◆ Written problem
Pull out every line of the items below that contains the string "kitchen", matching case exactly.

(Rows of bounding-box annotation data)
++++++++++

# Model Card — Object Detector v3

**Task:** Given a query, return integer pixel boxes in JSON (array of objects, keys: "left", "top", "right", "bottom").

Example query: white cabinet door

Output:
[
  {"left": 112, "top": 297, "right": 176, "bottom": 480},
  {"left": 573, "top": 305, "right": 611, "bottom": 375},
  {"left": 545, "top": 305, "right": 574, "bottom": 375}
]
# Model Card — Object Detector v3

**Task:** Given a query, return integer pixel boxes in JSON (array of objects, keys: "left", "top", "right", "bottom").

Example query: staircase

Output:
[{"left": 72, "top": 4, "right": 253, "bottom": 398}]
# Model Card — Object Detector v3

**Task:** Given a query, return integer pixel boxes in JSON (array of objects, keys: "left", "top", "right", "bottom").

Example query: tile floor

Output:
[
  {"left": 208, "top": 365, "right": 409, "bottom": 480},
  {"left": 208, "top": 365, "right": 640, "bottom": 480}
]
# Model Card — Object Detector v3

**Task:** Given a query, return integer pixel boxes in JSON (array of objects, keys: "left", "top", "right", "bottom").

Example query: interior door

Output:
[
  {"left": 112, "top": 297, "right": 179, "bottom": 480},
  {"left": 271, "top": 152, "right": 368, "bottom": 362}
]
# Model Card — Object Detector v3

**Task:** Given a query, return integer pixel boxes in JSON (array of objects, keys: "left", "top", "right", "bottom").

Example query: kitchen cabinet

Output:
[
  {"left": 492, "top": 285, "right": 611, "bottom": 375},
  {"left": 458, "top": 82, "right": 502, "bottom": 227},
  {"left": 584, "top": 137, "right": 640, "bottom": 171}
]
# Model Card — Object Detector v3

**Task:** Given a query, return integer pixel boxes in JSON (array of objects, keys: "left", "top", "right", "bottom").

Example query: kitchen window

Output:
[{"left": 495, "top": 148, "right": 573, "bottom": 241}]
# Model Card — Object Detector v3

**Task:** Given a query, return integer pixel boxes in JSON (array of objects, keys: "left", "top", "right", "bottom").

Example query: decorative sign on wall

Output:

++++++++++

◆ Full output
Example query: kitchen cabinet
Example query: kitchen window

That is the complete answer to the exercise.